Extract the lines from the one containing "Category: utility pole" to the one containing "left=553, top=142, right=567, bottom=257", both included, and repeat them exactly.

────

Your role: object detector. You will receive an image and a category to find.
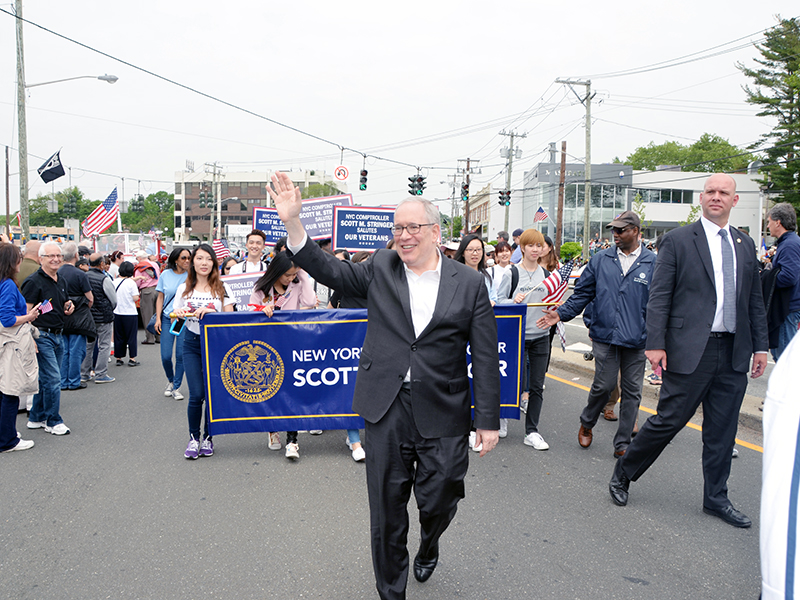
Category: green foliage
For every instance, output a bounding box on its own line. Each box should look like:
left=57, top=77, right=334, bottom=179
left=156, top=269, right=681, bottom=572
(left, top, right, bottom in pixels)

────

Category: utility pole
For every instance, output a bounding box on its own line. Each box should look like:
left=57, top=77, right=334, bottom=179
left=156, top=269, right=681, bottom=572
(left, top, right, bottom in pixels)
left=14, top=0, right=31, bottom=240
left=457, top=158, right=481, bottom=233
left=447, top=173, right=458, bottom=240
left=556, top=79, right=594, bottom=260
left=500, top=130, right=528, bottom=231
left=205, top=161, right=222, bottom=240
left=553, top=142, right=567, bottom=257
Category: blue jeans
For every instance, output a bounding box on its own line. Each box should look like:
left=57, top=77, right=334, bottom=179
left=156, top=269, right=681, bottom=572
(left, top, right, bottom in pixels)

────

FINAL RESULT:
Category: utility pole
For every instance, output a bounding box on its own line. Each box should look like:
left=57, top=77, right=334, bottom=179
left=156, top=269, right=681, bottom=572
(left, top, right, bottom in pixels)
left=14, top=0, right=31, bottom=240
left=457, top=158, right=481, bottom=233
left=447, top=173, right=458, bottom=240
left=556, top=79, right=594, bottom=260
left=500, top=130, right=528, bottom=231
left=205, top=161, right=222, bottom=240
left=553, top=142, right=567, bottom=257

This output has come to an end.